TASKS TO CARRY OUT:
(1) Render the sentence "GNU's stow command was the solution I went with." from the post on managing dotfiles into Spanish.
(2) Proceed with the post on managing dotfiles, picking up after its last sentence.

SOURCE DOCUMENT:

=== Begin Enclosure ===

Dotfiles
As part of my efforts to get more serious back into development and to lean into my technical career growth, I have been working on getting my Mac Studio out of peusdo storage and making it more of my main computer again. I have been cleaning up my drives and applications, setting up hotkeys and automations, and setting up a more or less fresh development environment, all while trying to lean into a more hobbyist and enthusiastic mindset.
This led me to wanting to file get a proper solution in place for my dotfiles.
Now really I only care about my configurations for zsh since that is the only thing I have to worry about across machines right now, but I was really itching to git all of my aliases that I have set up on my work machine moved over to my terminal on the Studio.
I knew I wanted to have version control via git and wanted it be reasonably flexible for various kinds of configurations not just zsh, and I figured I didn't want to just track my entire ~./ directory in a repo. I knew this had to be a solved problem, so embracing my thought of "LLMs should make hobbyist development easier" I went to ChatGPT's recent 5.1 release.
After some quick prompting I confirmed some back of head thoughts around the idea of having a repo somewhere else and making symlinks to files within it, as well as coming up with a package that would do all the heavy lifting for me while also offering up some unexpected additional functionality.
GNU's stow command was the solution I went with. Not native to MacOS, I grabbed the tool with brew and was up in running in no time. The stow command works by creating symlinks to my home directory from a dotfiles repo that I made on disk.

=== End Enclosure ===

RECORDED INFORMATION:
=== Begin Enclosure ===

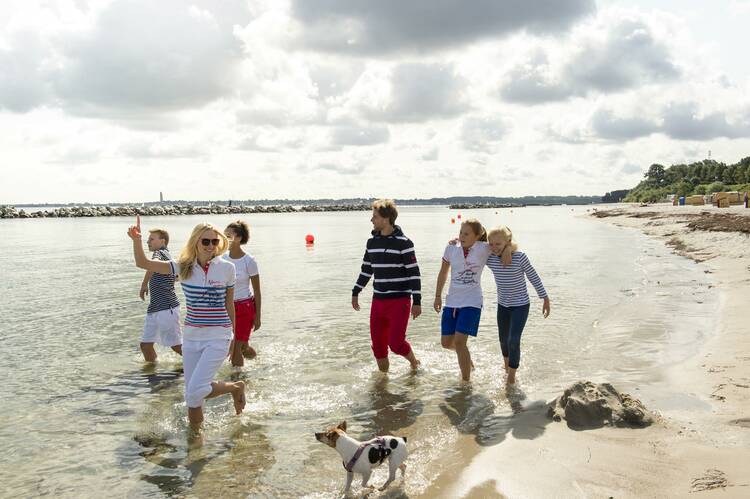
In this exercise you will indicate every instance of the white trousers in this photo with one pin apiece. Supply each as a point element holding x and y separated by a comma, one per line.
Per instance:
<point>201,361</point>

=== End Enclosure ===
=== Begin Enclosure ===

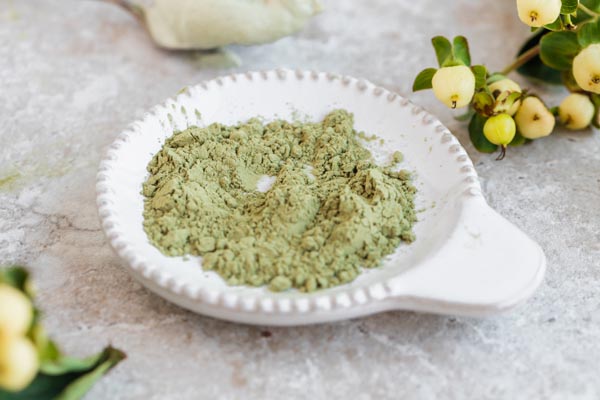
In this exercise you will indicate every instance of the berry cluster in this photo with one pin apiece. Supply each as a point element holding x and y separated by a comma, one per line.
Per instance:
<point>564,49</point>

=== End Enclosure ===

SOLVED TASKS:
(1) El comando stow de GNU fue la solución que elegí.

(2)
Here is what the repo looks like:
~/dotfiles/
│
├── zsh/
│ ├── .zshrc
│ └── .zprofilea
After running stow zsh in ~./dotfiles, my home directory looks like this:
~/
│
├── .zshrc → ~/dotfiles/zsh/.zshrc
└── .zprofile → ~/dotfiles/zsh/.zprofile
The extra functionality I alluded to earlier is that stow has the --dotfiles flag. This will replace any occurrences of dot- at the start of a file with a .. This lets me keep the files in the repo as visible files. So in the end the repo and mapping looks like this:
~/dotfiles/
│
└── zsh/
├── dot-zshrc
└── dot-zprofile
~/
│
├── .zshrc → ~/dotfiles/zsh/dot-zshrc
└── .zprofile → ~/dotfiles/zsh/dot-zprofile
I went ahead and made the repo as well and am calling this a success for a Sunday project. I'm happy to have solved a problem that has been in the back of my mind for ages. This is exactly the kind of stuff I want to spend more time doing.
I have to reflect to on how useful I found an LLM for all of this. From being able to ask specific questions and take out the middle steps of searching on Google and parsing Reddit and Stack Overflow pages, I could get a general idea right from the start.
Then it was super easy to use Google to look up the specific commands and techniques I was going to use and find forums and documentation to explain how to do this in a deterministic / evidence based way. I think this is a great workflow for LLMs. Use them for the initial brainstorming and to gather information that is quick and easy to verify.
It was also useful for making a cheatsheet for vim while I was writing up the repo's README, and for formatting those markdown file structure figures above. There are so many little uses that make it more fun for me to create. The spirit I want to get behind is focusing on how they lower the barrier to entry for me and how I can do more.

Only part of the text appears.